WHAT NEEDS TO BE DONE> Give back each line of the material that contains the word "clicks".

SUPPLIED RECORDS>
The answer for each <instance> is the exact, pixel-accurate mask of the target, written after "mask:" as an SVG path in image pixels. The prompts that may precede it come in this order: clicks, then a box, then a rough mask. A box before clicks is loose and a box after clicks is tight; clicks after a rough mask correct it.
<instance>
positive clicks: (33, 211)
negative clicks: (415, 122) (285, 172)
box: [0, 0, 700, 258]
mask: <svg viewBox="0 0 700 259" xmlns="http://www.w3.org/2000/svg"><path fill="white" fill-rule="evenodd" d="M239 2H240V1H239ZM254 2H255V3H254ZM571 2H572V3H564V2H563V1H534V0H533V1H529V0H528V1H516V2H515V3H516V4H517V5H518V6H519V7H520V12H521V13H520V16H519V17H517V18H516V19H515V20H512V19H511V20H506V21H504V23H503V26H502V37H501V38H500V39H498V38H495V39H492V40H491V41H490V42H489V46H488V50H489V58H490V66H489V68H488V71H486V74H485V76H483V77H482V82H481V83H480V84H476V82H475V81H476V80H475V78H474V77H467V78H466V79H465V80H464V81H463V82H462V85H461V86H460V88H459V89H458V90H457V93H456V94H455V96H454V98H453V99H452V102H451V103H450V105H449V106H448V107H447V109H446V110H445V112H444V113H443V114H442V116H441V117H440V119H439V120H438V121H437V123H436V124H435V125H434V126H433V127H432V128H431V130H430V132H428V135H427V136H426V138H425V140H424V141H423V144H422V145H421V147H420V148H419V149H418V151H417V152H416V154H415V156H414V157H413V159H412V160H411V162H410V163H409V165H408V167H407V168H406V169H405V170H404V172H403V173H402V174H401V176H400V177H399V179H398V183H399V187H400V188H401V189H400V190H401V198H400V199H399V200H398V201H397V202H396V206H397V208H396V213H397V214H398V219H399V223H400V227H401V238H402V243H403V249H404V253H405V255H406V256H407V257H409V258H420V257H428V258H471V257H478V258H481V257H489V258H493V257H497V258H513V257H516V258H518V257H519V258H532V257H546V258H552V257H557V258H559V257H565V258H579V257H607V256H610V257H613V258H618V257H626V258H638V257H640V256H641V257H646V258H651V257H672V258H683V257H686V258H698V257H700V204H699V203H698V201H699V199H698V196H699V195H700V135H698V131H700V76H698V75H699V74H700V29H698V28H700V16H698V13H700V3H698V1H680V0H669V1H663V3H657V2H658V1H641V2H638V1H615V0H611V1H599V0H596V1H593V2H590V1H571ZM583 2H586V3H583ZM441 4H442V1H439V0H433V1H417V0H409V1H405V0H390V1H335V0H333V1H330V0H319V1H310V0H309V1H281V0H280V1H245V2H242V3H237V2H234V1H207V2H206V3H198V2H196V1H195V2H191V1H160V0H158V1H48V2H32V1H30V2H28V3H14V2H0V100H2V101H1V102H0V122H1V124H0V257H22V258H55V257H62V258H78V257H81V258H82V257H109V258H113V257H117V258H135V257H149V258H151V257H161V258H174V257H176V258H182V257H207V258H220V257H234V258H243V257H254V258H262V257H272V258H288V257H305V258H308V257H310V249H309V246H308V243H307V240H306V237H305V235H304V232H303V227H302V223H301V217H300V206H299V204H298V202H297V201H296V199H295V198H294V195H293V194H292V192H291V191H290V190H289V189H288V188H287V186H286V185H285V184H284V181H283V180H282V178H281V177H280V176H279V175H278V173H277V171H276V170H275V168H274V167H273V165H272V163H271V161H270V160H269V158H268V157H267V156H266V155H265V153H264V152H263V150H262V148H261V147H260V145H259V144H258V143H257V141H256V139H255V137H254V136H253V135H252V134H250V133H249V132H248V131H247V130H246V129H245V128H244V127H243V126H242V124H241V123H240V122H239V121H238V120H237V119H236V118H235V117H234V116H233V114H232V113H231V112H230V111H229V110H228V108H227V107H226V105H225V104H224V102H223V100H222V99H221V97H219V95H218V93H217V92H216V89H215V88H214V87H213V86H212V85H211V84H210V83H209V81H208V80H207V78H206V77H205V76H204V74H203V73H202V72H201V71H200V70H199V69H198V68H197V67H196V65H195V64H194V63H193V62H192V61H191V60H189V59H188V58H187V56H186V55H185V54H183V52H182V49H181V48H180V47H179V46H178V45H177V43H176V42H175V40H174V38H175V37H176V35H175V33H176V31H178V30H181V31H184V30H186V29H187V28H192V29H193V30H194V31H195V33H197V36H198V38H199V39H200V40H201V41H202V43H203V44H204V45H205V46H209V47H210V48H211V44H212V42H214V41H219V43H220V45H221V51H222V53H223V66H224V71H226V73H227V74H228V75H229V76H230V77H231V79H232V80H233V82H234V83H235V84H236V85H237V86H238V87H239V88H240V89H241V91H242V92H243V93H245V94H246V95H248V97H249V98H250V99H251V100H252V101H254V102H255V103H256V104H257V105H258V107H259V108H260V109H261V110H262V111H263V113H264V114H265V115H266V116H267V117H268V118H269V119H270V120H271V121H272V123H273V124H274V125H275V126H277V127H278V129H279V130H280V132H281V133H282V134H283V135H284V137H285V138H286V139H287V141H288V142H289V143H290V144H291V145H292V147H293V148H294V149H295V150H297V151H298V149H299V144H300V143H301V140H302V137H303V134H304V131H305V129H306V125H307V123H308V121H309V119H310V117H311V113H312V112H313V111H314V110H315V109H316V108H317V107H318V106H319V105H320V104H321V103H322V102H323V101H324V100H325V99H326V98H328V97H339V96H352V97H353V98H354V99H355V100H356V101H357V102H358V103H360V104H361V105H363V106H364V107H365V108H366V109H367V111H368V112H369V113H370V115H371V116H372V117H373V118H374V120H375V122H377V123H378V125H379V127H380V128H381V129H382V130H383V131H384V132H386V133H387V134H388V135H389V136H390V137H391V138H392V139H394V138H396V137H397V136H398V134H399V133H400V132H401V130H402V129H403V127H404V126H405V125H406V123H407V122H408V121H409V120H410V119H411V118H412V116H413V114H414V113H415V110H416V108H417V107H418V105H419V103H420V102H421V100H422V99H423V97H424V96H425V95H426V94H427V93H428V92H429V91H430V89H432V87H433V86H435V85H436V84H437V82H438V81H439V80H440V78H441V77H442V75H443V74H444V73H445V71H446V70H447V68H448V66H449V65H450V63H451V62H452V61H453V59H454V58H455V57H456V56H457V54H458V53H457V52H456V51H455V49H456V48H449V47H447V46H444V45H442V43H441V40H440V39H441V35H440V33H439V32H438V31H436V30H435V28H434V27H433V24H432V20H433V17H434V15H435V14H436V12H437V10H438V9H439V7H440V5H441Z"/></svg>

ANSWER BELOW>
The answer for each <instance> is the exact, pixel-accurate mask of the target, written after "mask:" as an SVG path in image pixels. The prompts that may precede it come in this order: clicks, then a box, then a rough mask. A box before clicks is loose and a box after clicks is tight; clicks after a rough mask correct it.
positive clicks: (33, 211)
negative clicks: (415, 122) (285, 172)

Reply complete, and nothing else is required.